• **GIVEN REQUEST**
Pick out each line in the records below that contains the word "vanity", and copy those lines.

[START]

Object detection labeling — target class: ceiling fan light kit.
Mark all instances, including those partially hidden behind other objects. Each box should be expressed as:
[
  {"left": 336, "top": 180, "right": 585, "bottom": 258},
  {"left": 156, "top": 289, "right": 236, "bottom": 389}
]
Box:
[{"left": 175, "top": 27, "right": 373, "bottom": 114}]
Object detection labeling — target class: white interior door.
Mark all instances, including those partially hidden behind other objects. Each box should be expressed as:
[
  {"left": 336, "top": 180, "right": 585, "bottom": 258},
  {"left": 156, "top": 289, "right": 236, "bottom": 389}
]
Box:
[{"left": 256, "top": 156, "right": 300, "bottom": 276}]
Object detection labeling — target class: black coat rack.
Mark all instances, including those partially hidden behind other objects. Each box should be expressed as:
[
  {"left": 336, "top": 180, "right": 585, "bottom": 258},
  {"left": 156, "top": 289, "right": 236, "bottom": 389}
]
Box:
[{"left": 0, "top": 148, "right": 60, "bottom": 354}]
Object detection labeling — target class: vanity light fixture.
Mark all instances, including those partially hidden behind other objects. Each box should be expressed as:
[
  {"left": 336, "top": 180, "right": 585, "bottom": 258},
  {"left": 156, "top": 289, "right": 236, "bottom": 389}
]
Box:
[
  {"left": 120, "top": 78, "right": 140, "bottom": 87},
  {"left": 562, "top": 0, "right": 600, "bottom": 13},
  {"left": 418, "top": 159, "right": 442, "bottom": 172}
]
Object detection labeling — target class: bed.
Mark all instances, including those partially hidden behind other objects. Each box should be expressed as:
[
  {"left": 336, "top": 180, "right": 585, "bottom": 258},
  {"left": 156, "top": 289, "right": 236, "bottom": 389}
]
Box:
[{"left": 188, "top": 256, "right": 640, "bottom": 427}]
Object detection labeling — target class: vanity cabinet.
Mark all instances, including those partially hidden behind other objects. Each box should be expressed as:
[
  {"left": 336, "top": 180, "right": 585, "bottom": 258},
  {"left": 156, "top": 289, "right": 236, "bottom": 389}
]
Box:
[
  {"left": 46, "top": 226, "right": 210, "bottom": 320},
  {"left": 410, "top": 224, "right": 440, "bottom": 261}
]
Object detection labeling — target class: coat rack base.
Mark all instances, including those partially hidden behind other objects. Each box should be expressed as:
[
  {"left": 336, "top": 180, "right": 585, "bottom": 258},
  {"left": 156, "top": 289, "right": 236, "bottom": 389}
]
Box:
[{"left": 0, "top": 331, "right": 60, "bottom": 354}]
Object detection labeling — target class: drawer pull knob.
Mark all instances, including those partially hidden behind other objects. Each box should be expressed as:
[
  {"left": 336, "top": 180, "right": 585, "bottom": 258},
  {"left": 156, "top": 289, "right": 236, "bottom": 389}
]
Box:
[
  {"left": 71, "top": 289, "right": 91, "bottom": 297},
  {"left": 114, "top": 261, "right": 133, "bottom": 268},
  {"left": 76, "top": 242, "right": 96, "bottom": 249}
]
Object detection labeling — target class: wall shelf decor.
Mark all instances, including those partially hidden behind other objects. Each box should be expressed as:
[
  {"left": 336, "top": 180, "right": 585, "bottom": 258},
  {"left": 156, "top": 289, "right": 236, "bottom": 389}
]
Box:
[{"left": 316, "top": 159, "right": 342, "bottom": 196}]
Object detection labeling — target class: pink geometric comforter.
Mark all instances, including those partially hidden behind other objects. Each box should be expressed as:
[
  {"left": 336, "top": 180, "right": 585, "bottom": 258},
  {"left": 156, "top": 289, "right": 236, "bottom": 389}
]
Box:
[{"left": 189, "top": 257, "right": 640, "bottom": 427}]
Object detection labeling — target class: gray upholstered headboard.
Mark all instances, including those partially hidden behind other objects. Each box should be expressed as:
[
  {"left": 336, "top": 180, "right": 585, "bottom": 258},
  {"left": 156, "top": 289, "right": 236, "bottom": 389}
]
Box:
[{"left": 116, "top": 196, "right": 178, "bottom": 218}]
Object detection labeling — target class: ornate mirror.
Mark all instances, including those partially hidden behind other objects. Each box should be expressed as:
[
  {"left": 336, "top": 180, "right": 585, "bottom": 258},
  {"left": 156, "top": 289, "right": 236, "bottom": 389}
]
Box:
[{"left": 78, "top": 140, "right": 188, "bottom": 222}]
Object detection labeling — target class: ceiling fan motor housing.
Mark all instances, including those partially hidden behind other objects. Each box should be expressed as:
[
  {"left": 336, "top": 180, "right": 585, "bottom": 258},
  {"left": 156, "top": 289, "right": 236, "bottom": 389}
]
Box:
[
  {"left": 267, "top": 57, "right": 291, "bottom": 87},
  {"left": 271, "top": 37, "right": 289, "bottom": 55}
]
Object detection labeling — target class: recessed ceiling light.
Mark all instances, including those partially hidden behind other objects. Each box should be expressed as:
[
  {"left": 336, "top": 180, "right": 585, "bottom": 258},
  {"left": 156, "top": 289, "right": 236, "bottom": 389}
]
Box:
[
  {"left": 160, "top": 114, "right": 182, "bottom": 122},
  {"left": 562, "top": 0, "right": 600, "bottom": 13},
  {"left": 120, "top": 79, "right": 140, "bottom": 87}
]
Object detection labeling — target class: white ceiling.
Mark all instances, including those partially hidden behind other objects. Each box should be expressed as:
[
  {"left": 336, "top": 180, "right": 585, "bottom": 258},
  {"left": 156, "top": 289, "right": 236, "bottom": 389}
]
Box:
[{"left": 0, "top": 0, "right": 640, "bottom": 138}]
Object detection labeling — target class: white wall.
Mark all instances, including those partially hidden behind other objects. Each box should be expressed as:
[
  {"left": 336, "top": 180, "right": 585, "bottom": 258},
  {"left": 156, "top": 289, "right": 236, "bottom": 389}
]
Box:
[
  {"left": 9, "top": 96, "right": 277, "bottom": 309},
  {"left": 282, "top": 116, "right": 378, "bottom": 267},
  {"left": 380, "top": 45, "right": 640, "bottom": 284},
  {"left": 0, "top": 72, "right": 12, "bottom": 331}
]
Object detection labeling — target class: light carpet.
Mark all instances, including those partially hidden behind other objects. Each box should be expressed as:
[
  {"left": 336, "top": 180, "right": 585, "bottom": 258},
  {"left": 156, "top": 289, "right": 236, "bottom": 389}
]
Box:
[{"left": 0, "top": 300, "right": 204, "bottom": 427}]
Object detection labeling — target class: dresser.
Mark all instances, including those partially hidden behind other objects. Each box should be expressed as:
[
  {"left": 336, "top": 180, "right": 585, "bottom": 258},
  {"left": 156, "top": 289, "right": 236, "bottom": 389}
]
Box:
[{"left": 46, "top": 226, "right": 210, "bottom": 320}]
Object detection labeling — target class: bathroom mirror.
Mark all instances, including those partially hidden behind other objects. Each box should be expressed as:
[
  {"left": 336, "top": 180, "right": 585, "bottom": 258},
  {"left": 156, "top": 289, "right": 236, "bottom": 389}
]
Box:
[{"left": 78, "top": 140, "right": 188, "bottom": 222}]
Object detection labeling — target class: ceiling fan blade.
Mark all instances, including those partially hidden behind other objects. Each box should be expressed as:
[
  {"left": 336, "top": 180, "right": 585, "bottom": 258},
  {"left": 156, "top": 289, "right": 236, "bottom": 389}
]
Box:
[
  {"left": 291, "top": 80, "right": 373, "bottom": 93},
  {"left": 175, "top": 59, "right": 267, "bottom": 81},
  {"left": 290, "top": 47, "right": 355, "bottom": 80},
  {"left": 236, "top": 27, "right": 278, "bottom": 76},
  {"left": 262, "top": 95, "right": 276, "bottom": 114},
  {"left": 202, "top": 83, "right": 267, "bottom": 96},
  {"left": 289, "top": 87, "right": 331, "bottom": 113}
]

[END]

• **EXERCISE RESULT**
Object detection labeling — target class: vanity light fixture.
Object detection labeling — target class: vanity cabinet.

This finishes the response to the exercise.